### WORK ORDER
From the records below, state how many lines hold the string "window", without any other text.

[Stored data entries]
=-=-=-=-=
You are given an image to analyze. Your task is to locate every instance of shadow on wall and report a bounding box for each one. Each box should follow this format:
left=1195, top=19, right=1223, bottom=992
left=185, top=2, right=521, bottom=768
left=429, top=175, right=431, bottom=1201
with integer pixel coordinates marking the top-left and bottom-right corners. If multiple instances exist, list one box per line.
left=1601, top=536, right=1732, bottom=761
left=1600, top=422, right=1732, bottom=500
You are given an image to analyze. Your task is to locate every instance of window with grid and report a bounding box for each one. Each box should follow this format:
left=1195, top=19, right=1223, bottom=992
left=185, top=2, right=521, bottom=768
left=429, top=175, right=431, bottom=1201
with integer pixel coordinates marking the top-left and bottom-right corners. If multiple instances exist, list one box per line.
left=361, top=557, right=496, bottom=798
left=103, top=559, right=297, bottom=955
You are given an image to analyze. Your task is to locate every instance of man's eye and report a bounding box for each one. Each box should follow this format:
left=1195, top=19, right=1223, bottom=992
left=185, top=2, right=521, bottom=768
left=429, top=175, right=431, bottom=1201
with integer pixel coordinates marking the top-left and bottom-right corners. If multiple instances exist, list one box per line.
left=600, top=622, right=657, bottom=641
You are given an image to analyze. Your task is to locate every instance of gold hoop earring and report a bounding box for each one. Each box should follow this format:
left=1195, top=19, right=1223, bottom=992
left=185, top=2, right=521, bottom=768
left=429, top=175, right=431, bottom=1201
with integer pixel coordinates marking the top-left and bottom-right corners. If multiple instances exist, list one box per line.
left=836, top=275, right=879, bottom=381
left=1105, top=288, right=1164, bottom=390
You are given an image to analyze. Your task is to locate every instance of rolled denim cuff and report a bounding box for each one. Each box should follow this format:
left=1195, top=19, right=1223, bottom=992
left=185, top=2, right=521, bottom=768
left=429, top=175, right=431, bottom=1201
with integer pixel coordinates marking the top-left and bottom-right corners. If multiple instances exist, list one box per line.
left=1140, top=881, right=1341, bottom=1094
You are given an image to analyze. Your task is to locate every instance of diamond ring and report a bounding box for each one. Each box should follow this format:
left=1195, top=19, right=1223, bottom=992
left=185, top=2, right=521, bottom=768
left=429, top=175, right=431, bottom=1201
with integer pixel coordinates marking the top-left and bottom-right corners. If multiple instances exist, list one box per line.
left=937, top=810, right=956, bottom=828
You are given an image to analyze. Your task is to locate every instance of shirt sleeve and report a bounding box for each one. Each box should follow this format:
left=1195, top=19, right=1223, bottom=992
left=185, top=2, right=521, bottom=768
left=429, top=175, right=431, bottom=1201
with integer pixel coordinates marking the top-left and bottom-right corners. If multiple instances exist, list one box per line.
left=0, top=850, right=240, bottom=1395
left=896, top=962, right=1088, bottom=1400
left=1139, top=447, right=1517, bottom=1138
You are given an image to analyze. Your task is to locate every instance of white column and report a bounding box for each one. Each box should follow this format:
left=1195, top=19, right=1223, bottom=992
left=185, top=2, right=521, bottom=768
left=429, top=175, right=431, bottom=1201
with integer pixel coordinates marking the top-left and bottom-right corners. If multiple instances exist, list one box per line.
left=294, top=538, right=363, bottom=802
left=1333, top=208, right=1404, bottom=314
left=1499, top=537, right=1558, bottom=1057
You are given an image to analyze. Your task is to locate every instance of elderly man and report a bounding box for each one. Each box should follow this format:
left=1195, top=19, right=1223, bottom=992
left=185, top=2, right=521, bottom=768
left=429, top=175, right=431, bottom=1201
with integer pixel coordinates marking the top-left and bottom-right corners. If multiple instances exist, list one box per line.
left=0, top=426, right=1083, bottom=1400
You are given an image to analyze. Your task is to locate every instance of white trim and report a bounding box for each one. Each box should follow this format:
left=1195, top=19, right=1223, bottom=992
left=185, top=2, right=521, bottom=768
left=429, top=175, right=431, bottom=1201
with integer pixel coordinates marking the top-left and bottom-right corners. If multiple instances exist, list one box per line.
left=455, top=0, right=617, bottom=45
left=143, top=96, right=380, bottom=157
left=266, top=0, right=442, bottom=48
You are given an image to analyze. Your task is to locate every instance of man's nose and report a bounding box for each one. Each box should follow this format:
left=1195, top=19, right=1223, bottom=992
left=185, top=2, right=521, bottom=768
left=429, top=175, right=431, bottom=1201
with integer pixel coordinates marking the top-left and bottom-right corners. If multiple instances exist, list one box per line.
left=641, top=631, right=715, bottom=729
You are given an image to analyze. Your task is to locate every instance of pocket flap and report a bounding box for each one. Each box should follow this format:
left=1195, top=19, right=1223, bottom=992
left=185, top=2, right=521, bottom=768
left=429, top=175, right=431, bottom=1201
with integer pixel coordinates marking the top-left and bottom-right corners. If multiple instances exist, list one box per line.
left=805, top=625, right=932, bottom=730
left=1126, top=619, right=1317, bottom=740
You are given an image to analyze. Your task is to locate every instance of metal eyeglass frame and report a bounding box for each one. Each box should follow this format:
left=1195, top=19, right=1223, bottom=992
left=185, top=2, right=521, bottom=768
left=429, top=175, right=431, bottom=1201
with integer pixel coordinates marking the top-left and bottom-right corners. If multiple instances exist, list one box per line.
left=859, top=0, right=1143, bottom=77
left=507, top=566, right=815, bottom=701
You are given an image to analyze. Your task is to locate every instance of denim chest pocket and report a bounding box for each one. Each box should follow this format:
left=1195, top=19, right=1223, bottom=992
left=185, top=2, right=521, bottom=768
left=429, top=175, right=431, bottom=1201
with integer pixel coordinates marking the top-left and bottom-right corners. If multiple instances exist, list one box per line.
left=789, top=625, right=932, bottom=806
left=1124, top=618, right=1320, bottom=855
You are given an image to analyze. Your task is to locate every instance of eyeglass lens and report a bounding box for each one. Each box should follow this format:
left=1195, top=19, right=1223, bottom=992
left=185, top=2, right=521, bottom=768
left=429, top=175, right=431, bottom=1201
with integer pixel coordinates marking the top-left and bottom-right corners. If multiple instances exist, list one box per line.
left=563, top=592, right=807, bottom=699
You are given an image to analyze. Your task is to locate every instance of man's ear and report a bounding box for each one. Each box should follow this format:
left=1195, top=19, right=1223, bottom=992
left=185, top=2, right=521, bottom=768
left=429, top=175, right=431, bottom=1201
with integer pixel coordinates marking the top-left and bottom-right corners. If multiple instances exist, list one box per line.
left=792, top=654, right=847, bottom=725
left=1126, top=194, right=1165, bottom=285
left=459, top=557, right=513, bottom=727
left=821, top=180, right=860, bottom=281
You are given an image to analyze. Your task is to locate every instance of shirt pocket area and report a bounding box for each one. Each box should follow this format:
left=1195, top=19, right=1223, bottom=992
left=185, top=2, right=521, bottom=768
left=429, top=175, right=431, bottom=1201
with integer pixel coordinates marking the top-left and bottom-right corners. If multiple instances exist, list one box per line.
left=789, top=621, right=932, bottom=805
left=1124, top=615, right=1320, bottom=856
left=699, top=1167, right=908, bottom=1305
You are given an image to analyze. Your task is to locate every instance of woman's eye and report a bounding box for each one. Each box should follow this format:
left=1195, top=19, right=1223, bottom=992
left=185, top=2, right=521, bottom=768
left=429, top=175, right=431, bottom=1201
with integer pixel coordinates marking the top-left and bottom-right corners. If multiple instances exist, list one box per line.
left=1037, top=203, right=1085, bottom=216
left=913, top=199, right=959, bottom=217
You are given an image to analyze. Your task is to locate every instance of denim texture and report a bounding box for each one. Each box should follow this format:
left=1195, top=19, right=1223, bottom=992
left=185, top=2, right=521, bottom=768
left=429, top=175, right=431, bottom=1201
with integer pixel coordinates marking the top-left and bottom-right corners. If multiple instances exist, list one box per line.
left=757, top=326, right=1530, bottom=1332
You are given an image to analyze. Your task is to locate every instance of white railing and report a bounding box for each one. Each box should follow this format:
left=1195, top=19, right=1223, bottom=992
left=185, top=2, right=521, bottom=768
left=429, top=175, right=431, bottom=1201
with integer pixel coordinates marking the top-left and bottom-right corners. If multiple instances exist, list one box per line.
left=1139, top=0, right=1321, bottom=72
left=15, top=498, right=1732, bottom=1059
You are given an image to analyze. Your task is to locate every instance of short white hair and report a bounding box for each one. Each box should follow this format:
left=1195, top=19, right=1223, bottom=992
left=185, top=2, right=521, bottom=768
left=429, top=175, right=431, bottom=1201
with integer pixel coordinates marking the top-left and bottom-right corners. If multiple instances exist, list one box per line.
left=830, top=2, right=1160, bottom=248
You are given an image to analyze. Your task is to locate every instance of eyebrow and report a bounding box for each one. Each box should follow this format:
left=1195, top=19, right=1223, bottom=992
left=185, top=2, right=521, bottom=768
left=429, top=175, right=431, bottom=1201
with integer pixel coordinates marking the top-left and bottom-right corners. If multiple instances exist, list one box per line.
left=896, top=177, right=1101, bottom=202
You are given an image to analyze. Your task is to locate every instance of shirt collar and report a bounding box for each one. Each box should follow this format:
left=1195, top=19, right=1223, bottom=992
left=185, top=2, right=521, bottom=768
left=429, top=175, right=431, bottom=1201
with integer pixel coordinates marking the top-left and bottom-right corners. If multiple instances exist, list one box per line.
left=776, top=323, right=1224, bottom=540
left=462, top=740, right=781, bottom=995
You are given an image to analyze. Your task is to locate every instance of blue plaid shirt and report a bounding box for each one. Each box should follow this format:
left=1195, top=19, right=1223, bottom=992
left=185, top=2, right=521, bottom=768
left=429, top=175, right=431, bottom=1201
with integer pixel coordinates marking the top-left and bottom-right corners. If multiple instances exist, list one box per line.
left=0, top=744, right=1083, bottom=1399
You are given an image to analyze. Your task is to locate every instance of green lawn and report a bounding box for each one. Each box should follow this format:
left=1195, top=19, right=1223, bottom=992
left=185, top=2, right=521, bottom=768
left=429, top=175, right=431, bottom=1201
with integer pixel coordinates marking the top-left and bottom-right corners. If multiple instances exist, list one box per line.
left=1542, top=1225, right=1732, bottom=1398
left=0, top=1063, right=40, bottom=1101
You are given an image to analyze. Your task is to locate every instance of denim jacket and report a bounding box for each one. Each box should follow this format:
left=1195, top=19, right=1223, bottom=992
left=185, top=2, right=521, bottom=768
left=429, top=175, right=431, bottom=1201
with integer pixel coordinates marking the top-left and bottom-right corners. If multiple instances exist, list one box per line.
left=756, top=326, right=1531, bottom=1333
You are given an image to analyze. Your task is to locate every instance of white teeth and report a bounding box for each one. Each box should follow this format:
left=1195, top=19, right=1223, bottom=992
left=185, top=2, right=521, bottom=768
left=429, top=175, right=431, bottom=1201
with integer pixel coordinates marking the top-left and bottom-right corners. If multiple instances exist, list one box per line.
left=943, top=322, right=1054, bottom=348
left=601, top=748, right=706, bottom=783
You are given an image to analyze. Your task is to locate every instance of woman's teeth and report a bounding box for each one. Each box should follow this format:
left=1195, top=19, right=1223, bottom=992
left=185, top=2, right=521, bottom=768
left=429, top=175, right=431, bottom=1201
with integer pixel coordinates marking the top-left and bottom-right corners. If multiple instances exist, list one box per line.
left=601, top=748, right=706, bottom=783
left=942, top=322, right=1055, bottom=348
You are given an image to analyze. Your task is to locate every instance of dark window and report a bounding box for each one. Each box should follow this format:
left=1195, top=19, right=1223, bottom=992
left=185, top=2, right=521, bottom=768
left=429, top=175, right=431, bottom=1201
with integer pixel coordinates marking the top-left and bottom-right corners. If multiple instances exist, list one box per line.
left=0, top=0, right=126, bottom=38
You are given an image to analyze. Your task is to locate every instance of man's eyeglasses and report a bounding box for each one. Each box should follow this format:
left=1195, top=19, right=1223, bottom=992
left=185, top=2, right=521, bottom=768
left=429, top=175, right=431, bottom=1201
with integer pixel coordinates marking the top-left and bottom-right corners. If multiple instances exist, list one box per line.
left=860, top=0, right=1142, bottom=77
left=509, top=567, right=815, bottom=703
=-=-=-=-=
### RESULT FOR THIS TASK
2